◆ What the task asks: Reproduce the section of the listing that begins at the line containing "[pin] shrub -- one per line" and finishes at the line containing "[pin] eroded rock outcrop -- one per line". Include both end lines and nothing beyond them.

── Dataset records

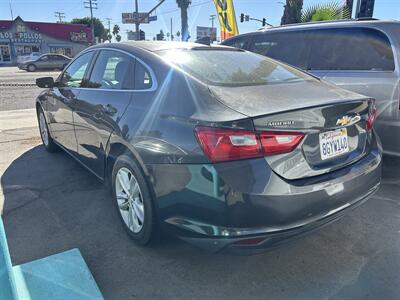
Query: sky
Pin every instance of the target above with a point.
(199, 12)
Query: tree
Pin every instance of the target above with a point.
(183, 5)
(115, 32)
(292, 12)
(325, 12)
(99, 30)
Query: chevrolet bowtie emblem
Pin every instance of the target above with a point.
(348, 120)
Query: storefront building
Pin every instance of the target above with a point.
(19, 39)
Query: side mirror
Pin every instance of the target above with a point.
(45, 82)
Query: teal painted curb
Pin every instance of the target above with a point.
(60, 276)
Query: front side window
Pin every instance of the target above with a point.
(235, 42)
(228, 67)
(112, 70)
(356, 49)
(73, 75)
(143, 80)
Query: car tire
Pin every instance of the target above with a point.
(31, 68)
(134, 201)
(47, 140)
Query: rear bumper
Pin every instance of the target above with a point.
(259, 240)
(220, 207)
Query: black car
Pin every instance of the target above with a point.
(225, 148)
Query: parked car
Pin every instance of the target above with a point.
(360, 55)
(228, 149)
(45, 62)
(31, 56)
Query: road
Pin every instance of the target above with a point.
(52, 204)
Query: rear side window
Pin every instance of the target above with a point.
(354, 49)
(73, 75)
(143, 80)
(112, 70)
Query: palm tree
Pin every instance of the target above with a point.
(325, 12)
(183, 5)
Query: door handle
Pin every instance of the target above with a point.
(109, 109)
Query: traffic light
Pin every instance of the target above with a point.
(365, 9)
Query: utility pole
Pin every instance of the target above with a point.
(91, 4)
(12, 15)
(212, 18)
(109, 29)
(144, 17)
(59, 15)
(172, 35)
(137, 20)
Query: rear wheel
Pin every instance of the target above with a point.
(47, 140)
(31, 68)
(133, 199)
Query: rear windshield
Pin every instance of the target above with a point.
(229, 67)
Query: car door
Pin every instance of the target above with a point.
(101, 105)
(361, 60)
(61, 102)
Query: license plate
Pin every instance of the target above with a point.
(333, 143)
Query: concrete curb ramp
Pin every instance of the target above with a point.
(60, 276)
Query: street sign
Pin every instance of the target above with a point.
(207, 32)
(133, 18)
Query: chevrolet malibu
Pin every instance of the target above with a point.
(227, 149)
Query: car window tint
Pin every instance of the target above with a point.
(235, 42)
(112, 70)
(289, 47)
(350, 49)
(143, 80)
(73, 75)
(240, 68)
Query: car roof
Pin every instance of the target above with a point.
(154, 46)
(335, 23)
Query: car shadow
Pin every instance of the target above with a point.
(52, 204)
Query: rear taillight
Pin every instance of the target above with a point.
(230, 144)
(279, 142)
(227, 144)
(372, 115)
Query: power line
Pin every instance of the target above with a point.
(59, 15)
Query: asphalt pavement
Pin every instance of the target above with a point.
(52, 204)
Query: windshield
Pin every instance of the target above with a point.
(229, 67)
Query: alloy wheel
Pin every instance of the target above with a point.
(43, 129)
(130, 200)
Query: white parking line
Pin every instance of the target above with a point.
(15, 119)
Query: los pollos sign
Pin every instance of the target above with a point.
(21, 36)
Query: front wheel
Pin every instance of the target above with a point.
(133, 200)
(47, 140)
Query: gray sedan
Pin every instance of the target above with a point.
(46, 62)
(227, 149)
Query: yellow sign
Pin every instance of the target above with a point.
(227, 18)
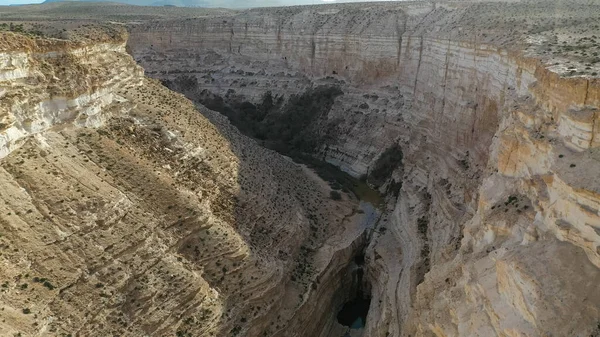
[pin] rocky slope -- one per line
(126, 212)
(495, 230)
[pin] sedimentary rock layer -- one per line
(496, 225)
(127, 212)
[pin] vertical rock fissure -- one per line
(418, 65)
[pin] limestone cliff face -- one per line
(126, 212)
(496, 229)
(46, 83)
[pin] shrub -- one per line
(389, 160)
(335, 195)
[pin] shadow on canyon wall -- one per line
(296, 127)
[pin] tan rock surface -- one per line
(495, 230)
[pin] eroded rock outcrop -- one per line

────
── Dataset records

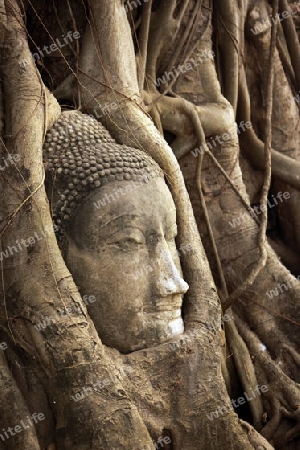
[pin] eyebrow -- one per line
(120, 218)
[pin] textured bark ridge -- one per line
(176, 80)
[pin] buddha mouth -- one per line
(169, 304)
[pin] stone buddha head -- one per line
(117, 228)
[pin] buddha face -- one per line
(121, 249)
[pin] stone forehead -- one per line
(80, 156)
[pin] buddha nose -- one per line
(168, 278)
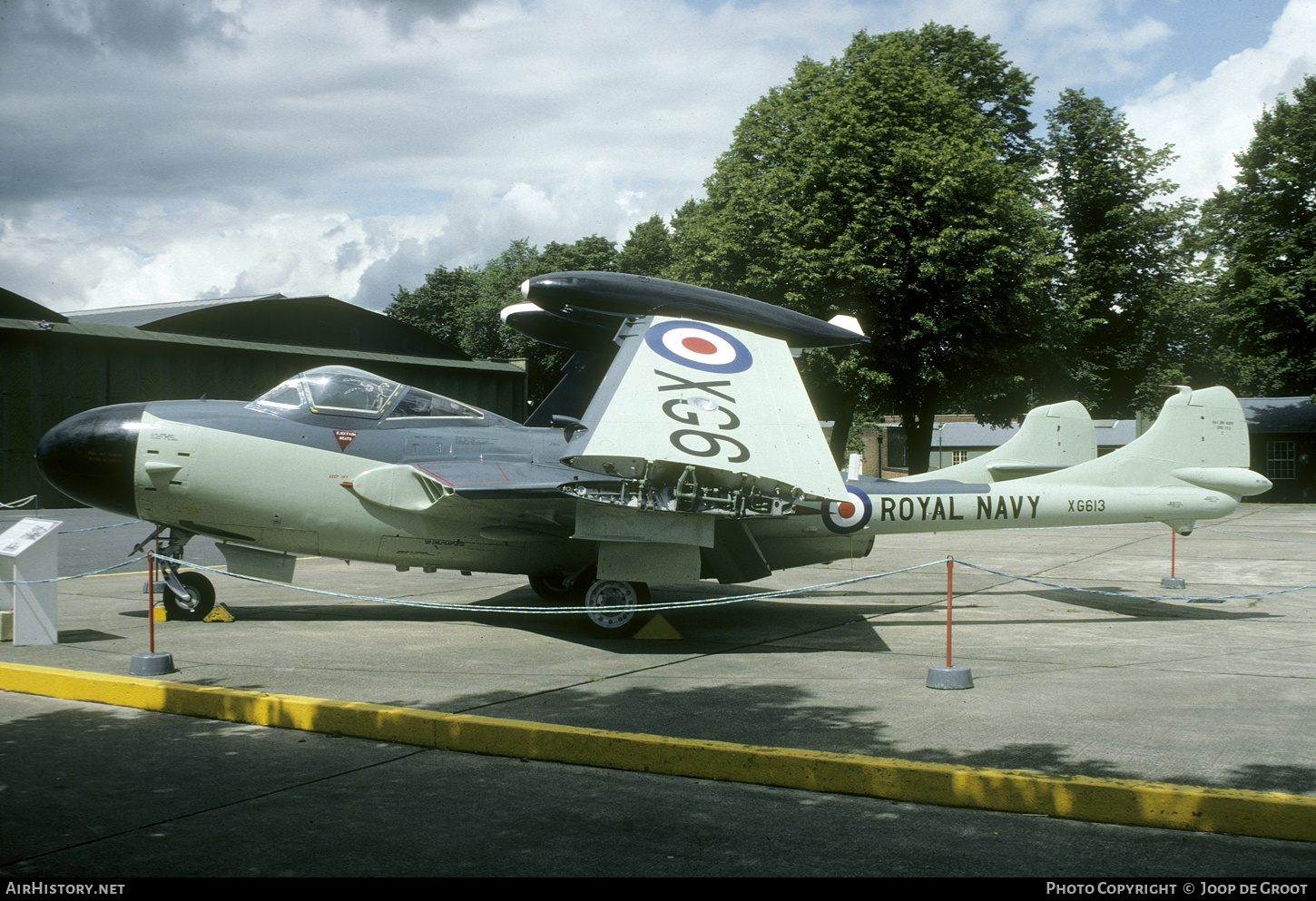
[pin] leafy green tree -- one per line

────

◆ Finished exercise:
[pin] shrub -- one per line
(389, 160)
(335, 195)
[pin] shadow on canyon wall -- one per line
(296, 127)
[pin] tan rock surface -- one per line
(495, 230)
[pin] eroded rock outcrop -- one per line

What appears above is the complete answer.